▶ [WHAT IS BEING ASKED]:
Return, word for word, the stretch of the King John passage below from "Hubert. I am" through "do thee good.".

▶ [PASSAGE PROVIDED]:
----------

Hubert. I am much bounden to your Majesty.

K. John. Good friend, thou hast no cause to say so yet
But thou shalt have and creep time ne'er so slow,
Yet it shall come for me to do thee good.
I had a thing to say but let it go;
The sun is in the heav'n; and the proud day,
Attended with the pleasures of the world,
Is all too wantori, and too full of gawds,
To give me audience. If the midnight-bell
Did with his iron tongue and brazen mouth
Sound one into the drowsy race of night;
If this same were a church-yard where we stand,
And thou possessed with a thousand wrongs;
Or if that surly spirit Melancholy
Had bak'd thy blood, and made it heavy-thick,
Which else runs tickling up and down the veins,
Making that idiot Laughter keep men's eyes,
And strain their cheeks to idle merriment,
(A passion hateful to my purposes;)
Or if that thou couldst see me without eyes,
Hear me without thine ears, and make reply
Without a tongue, using conceit alone,
Without eyes, ears, and harmful sound of words;
Then, in despite of broad-ey'd watchful day,
I would into thy bosom pour my thoughts.
But ah, I will not-Yet I love thee well;
And, by my troth, I think thou lov'st me well.

Hubert. So well, that what you bid me undertake,
Though that my death were adjunct to my act,
By Heav'n I'd do't.

K. John. Do not I know thou would'st?
Good Hubert, Hubert, Hubert, throw thine eye
On yon young boy. I'll tell thee what, my friend;
He is a very serpent in my way.

And, wheresoe'er this foot of mine doth tread,

He lies before me. Dost thou understand me?
Thou art his keeper.

King John, Act III. Sc. 5.

As things are best illustrated by their contraries, I proceed to faulty sentiments, disdaining to be indebted for examples to any but the most approved authors. The first class shall consist of sentiments that accord not with the passion; or, in other words, sentiments that the passion does not naturally suggest. In the second class, shall be ranged sentiments that may belong to an ordinary passion, but unsuitable to it as tinctured by a singular character. Thoughts that properly are not sentiments, but rather descriptions, make a third. Sentiments that belong to the passion represented, but are faulty as being introduced too early or too late, make a fourth. Vicious sentiments exposed in their native dress, instead of being concealed or disguised, make a fifth. And in the last class, shall be collected sentiments suited to no character nor passion, and therefore unnatural.

----------

▶ [RECORDED DATA]:
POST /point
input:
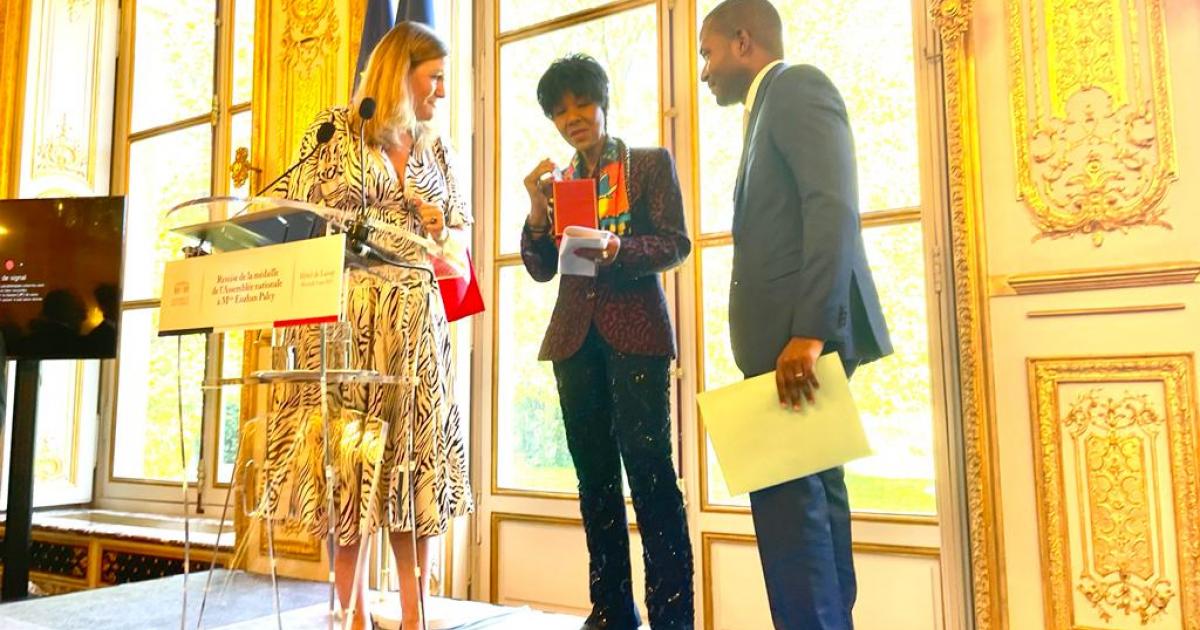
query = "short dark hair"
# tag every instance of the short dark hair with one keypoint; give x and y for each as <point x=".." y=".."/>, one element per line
<point x="580" y="75"/>
<point x="756" y="17"/>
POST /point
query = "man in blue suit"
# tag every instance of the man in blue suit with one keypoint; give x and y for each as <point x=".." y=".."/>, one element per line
<point x="801" y="287"/>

----------

▶ [FULL ANSWER]:
Hubert. I am much bounden to your Majesty.

K. John. Good friend, thou hast no cause to say so yet
But thou shalt have and creep time ne'er so slow,
Yet it shall come for me to do thee good.